Pour la blogueuse et journaliste française Natalia Trouiller, l’avènement fulgurant d’internet et des réseaux sociaux est un vrai défi pour l’humanité, tant ces nouveaux médias conditionnent le rapport de l’individu au monde. Qu’en est-il en effet lorsque l’essentiel de la relation humaine passe par l’intermédiaire d’un écran? Les réseaux sociaux font-ils de nous des imbéciles ou des saints?
On considère habituellement que le besoin créé l’outil, avance Natalia Trouiller, directrice générale de Noe 3.0 (Nouveaux outils pour l’évangélisation). Mais pour internet et en particulier les réseaux sociaux, c’est plutôt l’inverse qui est vrai. L’outil est devenu une idole qui accapare vos pensées et oriente vos relations. «Le livre d’Isaïe raconte déjà comment l’homme utilise la moitié d’un tas de bois pour se chauffer et cuire ses aliments et l’autre pour se sculpter des idoles.»
«Les réseaux sociaux organisent la quasi-totalité du rapport au monde d’une multitude de personnes»
Invitée de la 21e rencontre Nicolas et Dorothée de Flue, le 2 décembre 2017 à St-Maurice, la blogueuse et ancienne journaliste pose un regard anthropologique sur l’évolution des relations humaines liées au développement d’internet depuis une vingtaine d’années. Avec quelques questions de fond.
«J’ai connu 84% de mes amis actuels via internet», admet sans ambages Natalia Trouiller. «Les réseaux sociaux sont devenus des médias sociaux qui organisent aujourd’hui la quasi-totalité du rapport au monde d’une multitude de personnes. On ne pourrait plus s’en passer». Commander un livre sur internet, plutôt que de se déplacer dans une librairie, est devenu tellement banal que le soupçon de mauvaise conscience est bien vite balayé, explique l’ancienne directrice de la communication du diocèse de Lyon.

§

■ ÉNONCÉ DU PROBLÈME ■
D'après le texte sur les réseaux sociaux, à quelle date et dans quelle ville Natalia Trouiller a-t-elle été invitée à la 21e rencontre Nicolas et Dorothée de Flue ?

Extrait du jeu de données

§

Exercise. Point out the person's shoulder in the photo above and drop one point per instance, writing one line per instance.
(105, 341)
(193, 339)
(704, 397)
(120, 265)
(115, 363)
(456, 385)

§

■ RÉPONSE CORRECTE ■
Le 2 décembre 2017, à St-Maurice.